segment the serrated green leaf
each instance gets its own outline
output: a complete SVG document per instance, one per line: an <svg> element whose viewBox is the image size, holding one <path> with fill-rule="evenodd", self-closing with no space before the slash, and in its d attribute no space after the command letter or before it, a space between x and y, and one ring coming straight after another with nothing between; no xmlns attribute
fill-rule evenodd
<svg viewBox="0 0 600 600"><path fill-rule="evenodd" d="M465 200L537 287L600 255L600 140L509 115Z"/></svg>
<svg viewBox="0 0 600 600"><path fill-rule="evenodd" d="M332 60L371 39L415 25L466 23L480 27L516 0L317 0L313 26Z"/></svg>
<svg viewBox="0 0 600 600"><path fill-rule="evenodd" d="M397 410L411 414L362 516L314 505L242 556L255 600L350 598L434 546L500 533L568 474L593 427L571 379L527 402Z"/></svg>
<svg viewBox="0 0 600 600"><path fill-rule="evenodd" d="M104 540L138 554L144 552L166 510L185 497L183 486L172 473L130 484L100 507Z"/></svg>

» **Task details**:
Search the data above for "instance" and copy every line where it turns up.

» **Solution for this problem**:
each instance gets its own outline
output: a complete SVG document per instance, one per line: an <svg> element whose viewBox is the image size, holding one <path> with fill-rule="evenodd", self-closing with no space before the slash, and in its d attribute no space after the command letter or before it, a space between x and y, and one ring coming straight after another with nothing between; no xmlns attribute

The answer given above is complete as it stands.